# Aufgaben
A. Nennen Sie alle Orte, aus denen die Designer*innen laut dem Text über die Ausstellung Connecting Afro Futures stammen.
B. Setzen Sie den Text über die Ausstellung Connecting Afro Futures im Anschluss an seinen letzten Satz fort.

# Textauszug
+--
Ein nahezu perfekter Sonntag! Ausgeschlafen. Die Sonne schien. Gemütlich gefrühstückt. Bei strahlendem Herbstwetter durch den Tiergarten zum Kulturforum gelaufen. Stunden in der Ausstellung Connecting Afro Futures: Fashion x Hair x Design verbracht, die noch bis zum 1. Dezember 2019 im Kunstgewerbemuseum zu sehen ist.
“Eine Ausstellung mit afrikanischer Mode und afrikanischer Haarkunst im Kunstgewerbemuseum?”
In dieser Frage, die einer der drei Kuratorinnen, im Vorfeld der Ausstellung gestellt wurde, zeigt sich das Dilemma, mit dem sich Designer*innen aus Afrika konfrontiert sehen. Produkte made in Afrika werden immer noch im ethnologischen Museum verortet, und damit außerhalb der globalen Designgeschichte, die nur allzu oft immer noch eine Erzählung weißer (West-)Europäer und US-Amerikaner ist; so befindet sich bspw. in der Modegalerie des Kunstgewebemuseums kein einziges Kleidungsstück einer afrikanischen Designerin oder eines afrikanischen Designers. Mit dieser musealen Verortung geht oftmals die Vorstellung vom „dunklen Kontinent“ einher, fern ab moderner Zivilisation, bewohnt von “traditionellen” Kulturen, denen die Zukunft abgesprochen wird.
Dagegen entwirft Connecting Afro Futures eine Idee von Afrika jenseits von Ethno-Stil und dem Bild des hilfsbedürftigen Kontinents, auf dem Korruption, Krieg und Krankheit vorherrschen. Mode ist für die aus Dakar, Kampala und Benin stammenden Designer*innen nicht einfach nur Bekleidung, sondern ein Vehikel, um derartige Klischees auf den Kopf zu stellen.
+--
(Dateneinträge)

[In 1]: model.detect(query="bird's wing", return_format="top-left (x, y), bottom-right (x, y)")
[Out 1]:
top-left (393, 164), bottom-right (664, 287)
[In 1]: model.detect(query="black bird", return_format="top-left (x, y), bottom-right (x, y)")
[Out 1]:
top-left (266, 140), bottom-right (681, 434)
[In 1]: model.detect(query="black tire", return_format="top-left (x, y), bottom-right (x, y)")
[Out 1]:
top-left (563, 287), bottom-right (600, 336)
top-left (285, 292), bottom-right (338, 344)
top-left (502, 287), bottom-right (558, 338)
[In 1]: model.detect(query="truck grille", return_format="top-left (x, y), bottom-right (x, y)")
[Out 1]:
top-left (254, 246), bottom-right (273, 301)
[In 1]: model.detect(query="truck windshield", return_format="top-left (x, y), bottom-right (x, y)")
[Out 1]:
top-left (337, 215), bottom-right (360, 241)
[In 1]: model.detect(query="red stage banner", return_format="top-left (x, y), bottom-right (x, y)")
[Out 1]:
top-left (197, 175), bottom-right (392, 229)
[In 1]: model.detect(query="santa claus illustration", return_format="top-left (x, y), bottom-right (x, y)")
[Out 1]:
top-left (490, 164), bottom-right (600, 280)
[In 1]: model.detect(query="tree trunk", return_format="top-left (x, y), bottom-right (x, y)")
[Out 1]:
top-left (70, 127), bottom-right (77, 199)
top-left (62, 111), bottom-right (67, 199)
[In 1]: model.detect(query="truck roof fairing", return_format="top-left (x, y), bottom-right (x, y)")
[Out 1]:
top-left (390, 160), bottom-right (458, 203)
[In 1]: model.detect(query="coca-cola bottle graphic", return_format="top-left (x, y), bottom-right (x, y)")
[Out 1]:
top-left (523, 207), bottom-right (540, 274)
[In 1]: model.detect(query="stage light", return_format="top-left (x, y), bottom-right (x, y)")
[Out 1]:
+--
# Ihre Antworten
A. Dakar, Kampala, Benin

B.
So demonstriert z. B. Lamula Anderson, dass Mode made in Afrika weit mehr als bunte Kleidung ist – im Gegenteil ihre Kollektion ist schwarz; sie wendet sich damit auch gegen den wohlgemeinten Rat ihrer Verwandten, mit ihrer dunklen Haut kein Schwarz zu tragen. Auch José Hendos barkcloth-Sachen haben eine andere Farbigkeit und Materialität, als man sie gemeinhin von Wax Prints und Shweshwe kennt – Stoffe, die oft mit afrikanischer Bekleidung assoziiert werden, aber ursprünglich von Europäern nach Afrika gebracht worden sind. Hendo verwendet für ihre Entwürfe Terrakotta farbiges und schwarzes Rindentuch (barkcloth), welches aus der Rinde des in Uganda heimischen Mutuba-Baumes gewonnen wird; sie mischt es mit Altkleidern aus Europa und den USA, die in Afrika entsorgt worden sind.
Wie schon der Titel Connecting Afro Futures andeutet, ist die Ausstellung symptomatisch für die derzeitige Afrika-Renaissance, die unter dem Vorzeichen des Afro-Futurismus steht. Ursprünglich wurden unter den Begriff Afro-Futurismus eine Reihe afroamerikanische Künstler*innen gefasst, die eine eigene, alternative Zukunft entwarfen jenseits (post-)kolonialer Klischees, und das unter Verwendung von Elementen aus dem Science Fiction. Mit dem mehrfach Oscar prämierten (u.a. fürs beste Kostümdesign) Film Black Panther (2018), in dem das fiktive Wakanda nur vorgibt, ein Dritte-Welt-Land zu sein, in Wirklichkeit aber technisch hochgerüstet ist, hat der Afro-Futurismus die Kinoleinwände erobert. In der Ausstellung befragt Ken Aïcha Sy in ihrer Arbeit Baadaye (Zukunft) Vertreter*innen aus Musik, Modedesign, Literatur und Ökonomie nach ihren afro-futuristischen Visionen.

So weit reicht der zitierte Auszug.